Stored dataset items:
<<<<

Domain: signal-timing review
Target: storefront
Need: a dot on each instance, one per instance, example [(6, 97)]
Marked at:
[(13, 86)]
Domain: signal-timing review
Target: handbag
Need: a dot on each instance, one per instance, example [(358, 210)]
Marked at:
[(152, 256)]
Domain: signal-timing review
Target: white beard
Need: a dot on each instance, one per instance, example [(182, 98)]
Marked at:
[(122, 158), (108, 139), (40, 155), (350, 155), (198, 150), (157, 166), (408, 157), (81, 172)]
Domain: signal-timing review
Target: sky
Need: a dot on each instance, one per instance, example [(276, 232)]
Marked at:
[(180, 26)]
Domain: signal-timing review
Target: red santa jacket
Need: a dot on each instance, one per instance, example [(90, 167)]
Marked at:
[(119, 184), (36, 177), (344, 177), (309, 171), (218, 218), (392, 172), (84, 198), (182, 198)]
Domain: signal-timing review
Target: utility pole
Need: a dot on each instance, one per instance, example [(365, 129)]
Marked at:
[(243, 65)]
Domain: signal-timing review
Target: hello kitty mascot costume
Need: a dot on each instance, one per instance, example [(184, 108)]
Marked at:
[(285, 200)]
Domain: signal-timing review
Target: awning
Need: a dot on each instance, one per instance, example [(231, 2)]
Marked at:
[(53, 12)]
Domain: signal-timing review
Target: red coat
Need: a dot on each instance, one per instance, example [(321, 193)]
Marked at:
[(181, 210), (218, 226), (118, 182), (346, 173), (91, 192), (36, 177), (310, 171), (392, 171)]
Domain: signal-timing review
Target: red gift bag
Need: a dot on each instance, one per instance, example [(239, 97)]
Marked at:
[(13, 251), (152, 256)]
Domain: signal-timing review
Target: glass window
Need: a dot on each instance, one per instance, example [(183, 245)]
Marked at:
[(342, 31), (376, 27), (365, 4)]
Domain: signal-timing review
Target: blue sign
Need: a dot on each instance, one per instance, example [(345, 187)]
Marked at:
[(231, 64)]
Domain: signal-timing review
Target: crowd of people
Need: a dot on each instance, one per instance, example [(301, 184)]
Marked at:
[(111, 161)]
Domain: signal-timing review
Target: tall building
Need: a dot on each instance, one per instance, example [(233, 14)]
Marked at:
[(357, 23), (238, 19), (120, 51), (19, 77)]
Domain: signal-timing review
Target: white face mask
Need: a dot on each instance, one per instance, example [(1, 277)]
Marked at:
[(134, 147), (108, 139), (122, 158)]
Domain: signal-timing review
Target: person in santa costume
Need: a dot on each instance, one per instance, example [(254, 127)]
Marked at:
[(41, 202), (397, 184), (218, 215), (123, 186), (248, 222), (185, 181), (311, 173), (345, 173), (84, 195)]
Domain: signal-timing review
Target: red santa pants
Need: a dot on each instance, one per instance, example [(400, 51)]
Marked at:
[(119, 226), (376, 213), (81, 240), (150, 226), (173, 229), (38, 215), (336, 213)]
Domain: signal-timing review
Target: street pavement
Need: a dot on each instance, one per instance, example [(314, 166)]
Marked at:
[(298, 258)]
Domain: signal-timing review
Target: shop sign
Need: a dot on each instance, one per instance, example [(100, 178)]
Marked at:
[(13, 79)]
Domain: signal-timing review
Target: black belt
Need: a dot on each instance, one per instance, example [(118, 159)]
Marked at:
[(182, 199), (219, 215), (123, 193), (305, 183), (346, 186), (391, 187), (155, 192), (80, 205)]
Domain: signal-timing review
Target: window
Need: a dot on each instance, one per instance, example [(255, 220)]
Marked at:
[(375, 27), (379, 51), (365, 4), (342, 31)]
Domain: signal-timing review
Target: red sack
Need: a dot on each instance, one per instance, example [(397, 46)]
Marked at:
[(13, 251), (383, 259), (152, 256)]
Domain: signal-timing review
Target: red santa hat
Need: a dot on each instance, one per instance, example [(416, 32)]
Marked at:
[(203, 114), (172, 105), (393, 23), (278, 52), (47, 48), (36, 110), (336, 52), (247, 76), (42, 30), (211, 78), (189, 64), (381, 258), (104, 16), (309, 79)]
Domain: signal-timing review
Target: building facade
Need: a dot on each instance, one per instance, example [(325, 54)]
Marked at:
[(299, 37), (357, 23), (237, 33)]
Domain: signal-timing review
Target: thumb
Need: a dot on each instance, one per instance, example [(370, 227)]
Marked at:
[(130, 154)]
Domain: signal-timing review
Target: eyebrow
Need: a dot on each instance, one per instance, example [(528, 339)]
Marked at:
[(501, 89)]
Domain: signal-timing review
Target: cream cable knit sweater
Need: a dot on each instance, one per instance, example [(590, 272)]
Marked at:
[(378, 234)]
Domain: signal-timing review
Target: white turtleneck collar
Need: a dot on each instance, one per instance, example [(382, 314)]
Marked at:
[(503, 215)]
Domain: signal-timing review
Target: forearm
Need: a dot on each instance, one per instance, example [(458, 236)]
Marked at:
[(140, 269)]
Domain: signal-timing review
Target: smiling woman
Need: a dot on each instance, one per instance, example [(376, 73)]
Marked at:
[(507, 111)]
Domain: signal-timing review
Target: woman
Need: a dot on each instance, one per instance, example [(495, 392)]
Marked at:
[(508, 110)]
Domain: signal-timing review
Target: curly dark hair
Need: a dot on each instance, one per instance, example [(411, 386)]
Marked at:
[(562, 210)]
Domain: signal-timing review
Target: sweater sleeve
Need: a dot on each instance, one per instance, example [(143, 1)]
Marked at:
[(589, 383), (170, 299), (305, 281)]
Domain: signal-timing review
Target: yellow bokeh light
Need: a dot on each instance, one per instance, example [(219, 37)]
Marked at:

>>>>

» Task prompt:
List every line above that contains the string "sweater", matching case exactly.

» Written response:
Target: cream cable knit sweater
Target: sweater sleeve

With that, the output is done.